**RECORDS SHOWN:**
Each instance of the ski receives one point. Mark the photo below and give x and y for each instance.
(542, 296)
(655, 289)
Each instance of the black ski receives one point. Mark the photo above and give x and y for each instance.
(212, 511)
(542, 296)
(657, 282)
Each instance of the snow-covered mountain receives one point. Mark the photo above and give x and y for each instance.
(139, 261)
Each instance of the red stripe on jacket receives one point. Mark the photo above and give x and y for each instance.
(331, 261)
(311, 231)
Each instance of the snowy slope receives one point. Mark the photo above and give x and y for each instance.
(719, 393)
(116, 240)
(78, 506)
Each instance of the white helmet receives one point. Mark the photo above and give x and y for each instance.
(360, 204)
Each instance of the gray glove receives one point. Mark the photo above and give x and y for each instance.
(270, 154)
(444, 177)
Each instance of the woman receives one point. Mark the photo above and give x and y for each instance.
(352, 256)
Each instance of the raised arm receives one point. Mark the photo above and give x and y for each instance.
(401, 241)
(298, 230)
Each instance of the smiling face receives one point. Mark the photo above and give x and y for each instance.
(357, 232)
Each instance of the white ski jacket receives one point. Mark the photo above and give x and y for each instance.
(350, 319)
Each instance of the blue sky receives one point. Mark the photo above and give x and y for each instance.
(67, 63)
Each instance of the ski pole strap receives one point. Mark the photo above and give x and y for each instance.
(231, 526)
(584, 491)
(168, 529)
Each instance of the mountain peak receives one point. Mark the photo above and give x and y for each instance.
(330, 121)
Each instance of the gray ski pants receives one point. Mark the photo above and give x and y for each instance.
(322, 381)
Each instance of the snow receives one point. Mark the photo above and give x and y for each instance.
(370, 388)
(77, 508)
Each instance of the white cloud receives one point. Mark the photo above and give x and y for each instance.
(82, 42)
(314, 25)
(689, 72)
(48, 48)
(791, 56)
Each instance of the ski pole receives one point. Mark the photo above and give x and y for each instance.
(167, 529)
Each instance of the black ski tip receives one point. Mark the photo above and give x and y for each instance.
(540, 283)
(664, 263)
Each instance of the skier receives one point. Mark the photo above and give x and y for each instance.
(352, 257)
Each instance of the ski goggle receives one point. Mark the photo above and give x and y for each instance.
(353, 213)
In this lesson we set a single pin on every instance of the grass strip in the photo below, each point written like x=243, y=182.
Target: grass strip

**ACTION ITEM:**
For this exercise, output the records in full, exactly.

**RESPONSE:**
Each instance of the ski receives one point. Mark the photo below and give x and y for each instance.
(542, 296)
(655, 289)
Each instance of the black ski receives one point. Mark the photo above and give x and y for each instance.
(212, 511)
(542, 296)
(657, 282)
Each instance of the snow-covered mountain receives one point. Mark the photo above and give x and y for each instance.
(139, 261)
Each instance of the red stripe on jacket receives one point. Mark the photo above and give x and y for each instance.
(331, 261)
(311, 231)
Each instance of the snowy slope receives one point. Mark the photo above and give x and y for each instance.
(719, 393)
(116, 240)
(78, 506)
Each instance of the white helmet receives one point. Mark the photo above and give x and y for each instance.
(360, 204)
Each instance of the gray glove receives one point. Mark the photo above and give x and y for each instance.
(270, 154)
(444, 177)
Each instance of the woman receives one point. Mark the photo above and give x and y for each instance.
(352, 256)
Each instance of the raised arm receives one point. Mark the photo above and give x and y for each instance.
(401, 241)
(298, 230)
Each instance of the smiling face receives one point. Mark the photo above and give x and y for each instance.
(357, 232)
Each instance of the white ski jacket receives one point. Mark the photo above and give x and y for each instance.
(350, 319)
Each instance of the blue sky receives one point. Mark the photo above and give x and y for each instance.
(67, 63)
Each instance of the ski pole strap receives one point. Mark the photo above and give x and y for each instance.
(231, 526)
(584, 491)
(168, 529)
Each instance of the mountain peak receives one point. Mark the photo above and give x and y for each instance.
(330, 121)
Each instance of the gray ski pants receives one point. Mark the photo above and give x and y for each instance.
(322, 381)
Each instance of the snow receives one point. Mark the photo above and give x and y for each instance.
(370, 388)
(77, 508)
Each instance of the white cloud receives one point. Mark the photo above and give x and y for each instance.
(82, 42)
(314, 25)
(689, 72)
(48, 48)
(791, 56)
Each instance of the ski pole receives one point. Mark the photo above and give x and y for each instance.
(167, 529)
Each instance of the black ski tip receives one point. Mark the photo above and give x and y for each instance.
(540, 283)
(664, 263)
Each instance of the skier receives one point. Mark the photo above and give x and y for each instance.
(352, 257)
Each instance of the ski goggle receives one point. Mark the photo above and give x and y for each instance.
(353, 213)
In this lesson we set a single pin on every instance of the grass strip in the photo below, each point written like x=243, y=182.
Target: grass strip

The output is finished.